(Entri anotasi koordinat)
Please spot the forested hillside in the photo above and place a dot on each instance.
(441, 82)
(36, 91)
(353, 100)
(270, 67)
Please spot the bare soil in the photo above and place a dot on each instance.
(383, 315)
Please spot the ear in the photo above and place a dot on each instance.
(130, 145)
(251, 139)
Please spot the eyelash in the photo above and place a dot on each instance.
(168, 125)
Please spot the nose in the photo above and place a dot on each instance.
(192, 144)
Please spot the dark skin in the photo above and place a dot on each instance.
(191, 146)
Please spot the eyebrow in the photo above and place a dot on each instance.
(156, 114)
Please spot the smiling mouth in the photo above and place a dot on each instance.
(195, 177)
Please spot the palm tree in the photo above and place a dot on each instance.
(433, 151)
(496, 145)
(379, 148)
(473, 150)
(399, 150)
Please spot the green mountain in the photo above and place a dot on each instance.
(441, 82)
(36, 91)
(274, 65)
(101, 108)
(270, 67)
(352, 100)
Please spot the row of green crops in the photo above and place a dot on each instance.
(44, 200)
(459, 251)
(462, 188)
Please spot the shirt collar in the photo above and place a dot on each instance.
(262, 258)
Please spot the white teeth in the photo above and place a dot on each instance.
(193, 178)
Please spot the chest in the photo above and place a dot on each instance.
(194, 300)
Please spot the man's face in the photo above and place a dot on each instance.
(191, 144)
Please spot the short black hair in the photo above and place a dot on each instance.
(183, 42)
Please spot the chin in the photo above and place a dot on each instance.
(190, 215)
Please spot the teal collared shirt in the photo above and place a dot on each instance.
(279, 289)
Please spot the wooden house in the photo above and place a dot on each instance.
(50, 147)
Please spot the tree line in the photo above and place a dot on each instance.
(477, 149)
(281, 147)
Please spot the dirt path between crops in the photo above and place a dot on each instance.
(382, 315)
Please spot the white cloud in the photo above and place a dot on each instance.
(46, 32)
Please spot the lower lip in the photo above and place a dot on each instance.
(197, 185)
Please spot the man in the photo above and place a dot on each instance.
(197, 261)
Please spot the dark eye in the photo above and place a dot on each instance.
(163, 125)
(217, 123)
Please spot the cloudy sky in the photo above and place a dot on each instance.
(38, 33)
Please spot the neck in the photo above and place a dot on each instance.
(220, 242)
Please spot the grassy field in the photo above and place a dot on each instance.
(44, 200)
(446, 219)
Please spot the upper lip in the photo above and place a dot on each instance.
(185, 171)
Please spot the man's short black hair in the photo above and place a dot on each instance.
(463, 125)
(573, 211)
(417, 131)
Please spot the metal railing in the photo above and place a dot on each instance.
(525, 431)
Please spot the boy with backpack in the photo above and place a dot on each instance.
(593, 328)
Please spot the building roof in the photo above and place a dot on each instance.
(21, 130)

● Tugas: Tulis ulang semua baris di atas dengan mengganti setiap "place a dot" dengan "put a mark". Bagian lain jangan diubah.

● Jawaban Akhir:
Please spot the forested hillside in the photo above and put a mark on each instance.
(441, 82)
(36, 91)
(353, 100)
(270, 67)
Please spot the bare soil in the photo above and put a mark on each instance.
(383, 315)
Please spot the ear in the photo above and put a mark on each instance.
(130, 145)
(251, 139)
Please spot the eyelash in the photo above and put a mark on each instance.
(168, 125)
Please spot the nose in the photo above and put a mark on each instance.
(192, 144)
Please spot the dark skin in the photo above and put a mark on each instance.
(191, 146)
Please spot the eyebrow in the photo above and put a mark on each instance.
(156, 114)
Please spot the smiling mouth in the photo above and put a mark on each instance.
(195, 177)
Please spot the palm tree in the photo above and put a mark on each instance.
(433, 151)
(496, 145)
(379, 148)
(473, 150)
(399, 150)
Please spot the green mountain in the photo above and put a mark on each instance.
(441, 82)
(36, 91)
(274, 65)
(101, 108)
(270, 67)
(352, 100)
Please spot the row of green crops in the photo above and put a mark on each instance.
(44, 200)
(459, 251)
(462, 188)
Please spot the shirt collar in the photo above and put a mark on each instance.
(262, 258)
Please spot the white teeth in the photo above and put a mark on each instance.
(193, 178)
Please spot the chest in the photo above and put a mark on each instance.
(194, 300)
Please spot the man's face in the photo above and put a mark on each instance.
(191, 144)
Please spot the short black hair in the photo above and put a mark on each instance.
(183, 42)
Please spot the chin in the photo above and put a mark on each instance.
(190, 215)
Please spot the teal collared shirt in the photo above and put a mark on each instance.
(279, 289)
Please spot the wooden house in the photo above and put a mark on each instance.
(50, 147)
Please spot the tree line in the photo above and put a mark on each instance.
(477, 149)
(281, 147)
Please spot the dirt path between crops in the photo above and put a mark on each instance.
(382, 315)
Please spot the white cloud in the photo above and put a mark on each instance.
(46, 32)
Please spot the lower lip in the photo above and put a mark on each instance.
(197, 185)
Please spot the man in the photo above and put a mark on each instance.
(197, 261)
Please spot the dark eye in the photo above and put a mark on each instance.
(163, 125)
(217, 123)
Please spot the cloudy sky in the photo above and put a mark on each instance.
(38, 33)
Please spot the neck in the photo above and put a mark on each instance.
(220, 242)
Please spot the grassy field in the photo above and put a mark on each instance.
(44, 200)
(446, 219)
Please spot the upper lip in the photo above and put a mark on each instance.
(185, 171)
Please spot the man's short black hair in the photo above and put a mark on each instance.
(463, 125)
(573, 211)
(417, 131)
Please spot the metal railing in the photo above and put a mark on each instance.
(525, 431)
Please spot the boy with backpack in the photo above and put a mark on each instance.
(593, 328)
Please spot the building roof in the photo above and put a mark on each instance.
(21, 130)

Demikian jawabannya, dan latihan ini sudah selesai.